**What you have to do**: Reproduce the entries in full, with no changes.

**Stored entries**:
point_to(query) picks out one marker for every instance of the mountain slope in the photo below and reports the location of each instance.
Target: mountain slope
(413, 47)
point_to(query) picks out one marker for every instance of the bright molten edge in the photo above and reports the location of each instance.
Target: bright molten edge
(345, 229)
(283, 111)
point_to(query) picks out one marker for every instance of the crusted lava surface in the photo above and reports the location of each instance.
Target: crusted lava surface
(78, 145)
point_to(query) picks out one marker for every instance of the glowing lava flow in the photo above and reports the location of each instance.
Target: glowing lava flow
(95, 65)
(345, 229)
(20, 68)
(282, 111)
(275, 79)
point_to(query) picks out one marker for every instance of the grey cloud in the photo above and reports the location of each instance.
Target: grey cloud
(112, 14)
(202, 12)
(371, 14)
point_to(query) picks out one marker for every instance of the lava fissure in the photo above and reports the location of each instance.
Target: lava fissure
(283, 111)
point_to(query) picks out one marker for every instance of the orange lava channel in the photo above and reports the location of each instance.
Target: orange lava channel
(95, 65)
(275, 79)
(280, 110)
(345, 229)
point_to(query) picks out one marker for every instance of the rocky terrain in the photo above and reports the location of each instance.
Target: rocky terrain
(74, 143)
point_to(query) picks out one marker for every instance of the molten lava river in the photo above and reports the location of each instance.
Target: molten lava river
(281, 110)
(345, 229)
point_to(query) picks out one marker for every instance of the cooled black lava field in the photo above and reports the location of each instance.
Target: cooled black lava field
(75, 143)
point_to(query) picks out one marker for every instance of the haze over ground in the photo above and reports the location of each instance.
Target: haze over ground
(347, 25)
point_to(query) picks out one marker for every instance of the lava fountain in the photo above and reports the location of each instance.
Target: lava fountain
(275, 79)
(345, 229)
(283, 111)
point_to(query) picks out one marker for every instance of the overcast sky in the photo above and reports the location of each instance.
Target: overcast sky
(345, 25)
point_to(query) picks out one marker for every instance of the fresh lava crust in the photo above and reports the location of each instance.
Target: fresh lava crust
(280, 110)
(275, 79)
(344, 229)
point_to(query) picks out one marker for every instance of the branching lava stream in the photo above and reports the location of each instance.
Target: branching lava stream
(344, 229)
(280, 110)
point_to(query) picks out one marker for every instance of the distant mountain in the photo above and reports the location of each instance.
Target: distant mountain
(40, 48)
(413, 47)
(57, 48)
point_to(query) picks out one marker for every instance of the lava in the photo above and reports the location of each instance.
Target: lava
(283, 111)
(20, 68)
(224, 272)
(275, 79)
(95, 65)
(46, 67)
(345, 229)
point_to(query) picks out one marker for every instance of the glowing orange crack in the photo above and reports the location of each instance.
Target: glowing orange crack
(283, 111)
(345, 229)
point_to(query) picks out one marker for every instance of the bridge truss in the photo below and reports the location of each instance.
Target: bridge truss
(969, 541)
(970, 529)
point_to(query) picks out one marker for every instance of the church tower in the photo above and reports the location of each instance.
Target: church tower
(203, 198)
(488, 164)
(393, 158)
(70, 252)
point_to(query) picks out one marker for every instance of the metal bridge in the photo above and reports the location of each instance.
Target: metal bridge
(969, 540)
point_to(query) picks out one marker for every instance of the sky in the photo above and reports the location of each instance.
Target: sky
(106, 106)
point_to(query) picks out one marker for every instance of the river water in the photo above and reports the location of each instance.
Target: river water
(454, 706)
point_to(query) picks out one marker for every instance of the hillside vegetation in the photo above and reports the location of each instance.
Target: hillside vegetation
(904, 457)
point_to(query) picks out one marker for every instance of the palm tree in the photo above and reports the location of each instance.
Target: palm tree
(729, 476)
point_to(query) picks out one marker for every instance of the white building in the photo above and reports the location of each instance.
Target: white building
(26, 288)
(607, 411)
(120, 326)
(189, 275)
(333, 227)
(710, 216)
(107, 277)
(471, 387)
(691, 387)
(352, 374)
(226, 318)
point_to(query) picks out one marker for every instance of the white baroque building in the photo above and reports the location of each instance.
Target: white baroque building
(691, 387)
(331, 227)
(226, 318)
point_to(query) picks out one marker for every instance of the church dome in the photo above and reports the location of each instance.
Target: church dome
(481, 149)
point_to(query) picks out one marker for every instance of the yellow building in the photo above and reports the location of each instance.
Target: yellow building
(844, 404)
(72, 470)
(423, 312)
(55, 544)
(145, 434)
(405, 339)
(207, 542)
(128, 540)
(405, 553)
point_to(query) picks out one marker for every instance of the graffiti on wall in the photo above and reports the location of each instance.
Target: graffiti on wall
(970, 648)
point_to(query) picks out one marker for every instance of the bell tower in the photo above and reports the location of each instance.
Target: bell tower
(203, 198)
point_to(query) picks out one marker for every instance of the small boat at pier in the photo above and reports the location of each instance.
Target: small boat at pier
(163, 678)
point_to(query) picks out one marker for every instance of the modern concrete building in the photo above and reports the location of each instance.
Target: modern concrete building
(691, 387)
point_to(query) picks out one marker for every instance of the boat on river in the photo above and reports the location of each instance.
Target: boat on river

**Exercise solution**:
point_to(query) picks out one marker for every instance of the mountain slope in the photo below and reports the location of each instance.
Target: mountain slope
(413, 47)
point_to(query) picks out one marker for every instance of the bright molten edge in the photo above and reports the location of each instance.
Target: bright molten edge
(345, 229)
(283, 111)
point_to(query) picks out one marker for every instance of the crusted lava surface in the photo above and reports the location of each instance.
Target: crusted lava surface
(78, 145)
point_to(query) picks out one marker for every instance of the glowing lava flow in the photo above and reports the location of each instance.
Target: glowing lava flow
(95, 65)
(345, 229)
(20, 68)
(282, 111)
(275, 79)
point_to(query) picks out one marker for every instance of the grey cloud in the photo above and reports the location of each instance.
Target: grey cloud
(112, 14)
(202, 12)
(371, 14)
point_to(query) picks out one marker for every instance of the lava fissure in the photo above and reports the location of each instance.
Target: lava fissure
(283, 111)
point_to(query) picks out one marker for every instance of the orange lava channel in the photo above and reports the location of each instance.
Target: orange lava channel
(95, 65)
(275, 79)
(280, 110)
(345, 229)
point_to(query) picks out one marker for every instance of the rocky terrain in the photo above and reports the location of each instance.
Target: rocky terrain
(74, 143)
point_to(query) picks out one marker for every instance of the molten lava river in the photo above and reports the location of each instance.
Target: molten lava river
(281, 110)
(345, 229)
point_to(query) picks out one marker for every instance of the cooled black lava field in the photo above and reports the location of each instance.
Target: cooled black lava field
(75, 143)
point_to(query) picks out one marker for every instance of the haze over ground in the photo above and reports the location of each instance.
Target: haze over ground
(347, 25)
point_to(query) picks out one marker for every instance of the lava fountain in the photo above and reports the location of each instance.
Target: lava fountain
(275, 79)
(345, 229)
(283, 111)
point_to(query) picks out one marker for every instance of the overcast sky in the photo above and reports the location of each instance.
Target: overcast sky
(345, 25)
point_to(query) picks out one marker for every instance of the fresh lava crust in the photo above and reports the location of each instance.
Target: fresh lava crust
(280, 110)
(275, 79)
(344, 229)
point_to(query) picks out one marker for every instance of the branching lava stream in the photo above and reports the location of each instance.
Target: branching lava stream
(344, 229)
(280, 110)
point_to(query) picks out one marker for every instance of the distant mountain in the photo above and reports the location of each instance.
Target: distant mountain
(40, 48)
(413, 47)
(57, 48)
point_to(query) picks out one marker for every instance of the lava in the photo above and reports the location of each instance.
Target: lava
(283, 111)
(20, 68)
(224, 272)
(275, 79)
(95, 65)
(46, 67)
(345, 229)
point_to(query) picks out one marker for every instance of the glowing orange crack in the photo above and reports the location of each instance.
Target: glowing orange crack
(283, 111)
(345, 229)
point_to(query) picks out one marker for every instance of the bridge truss in the photo below and reports the location of each instance.
Target: bridge truss
(969, 541)
(970, 529)
point_to(query) picks out one marker for every instance of the church tower in the photo above and reports the location of each instance.
Target: church tower
(203, 198)
(488, 164)
(393, 158)
(70, 252)
point_to(query) picks out one marker for every instance of the metal bridge in the photo above and reports the location of each instance.
Target: metal bridge
(969, 540)
point_to(query) picks out one marker for every instance of the sky in the photo above and reports the location of each instance.
Target: sky
(106, 106)
point_to(query) picks out one marker for every instance of the river water in the photo above and reports the location of each instance.
Target: river water
(454, 706)
point_to(query) picks out one marker for every instance of the hillside vegetation in the photo above and reports the location of each instance.
Target: hillside vegetation
(904, 457)
point_to(query) picks out one marker for every instance of the palm tree in the photo above and reports the location of each instance.
Target: palm tree
(729, 476)
point_to(query) picks out one marker for every instance of the white building in the photo above and reports the location of each instance.
Target: white building
(26, 288)
(607, 411)
(120, 326)
(189, 275)
(333, 227)
(710, 216)
(107, 277)
(471, 387)
(691, 387)
(352, 374)
(226, 318)
point_to(query) picks out one marker for every instance of the white baroque building in the photo above and reports the location of each instance.
Target: white baroque building
(691, 387)
(331, 227)
(226, 318)
point_to(query) picks out one marker for every instance of the church dome in the photo above and reports the location of each instance.
Target: church dome
(481, 149)
point_to(query) picks out one marker for every instance of the yellow building in the photo above and reports the location of each instance.
Target: yellow building
(844, 404)
(72, 470)
(423, 312)
(55, 544)
(145, 434)
(405, 339)
(207, 542)
(128, 540)
(405, 553)
point_to(query) picks out one marker for every instance of the graffiti on wall in the photo above and reports the location of each instance.
Target: graffiti on wall
(970, 648)
point_to(query) picks out one marker for every instance of the bell tower in the photo above and reports the location of each instance.
Target: bell tower
(203, 198)
point_to(query) picks out one marker for every instance of the small boat at pier in the photo above and reports the location of each instance.
Target: small boat at pier
(163, 678)
point_to(query) picks out one marker for every instance of the modern concrete building in the photo above and reports the location of each instance.
Target: modern concrete building
(691, 387)
point_to(query) picks out one marker for every instance of the boat on river in the photo above and reports the location of each instance.
Target: boat on river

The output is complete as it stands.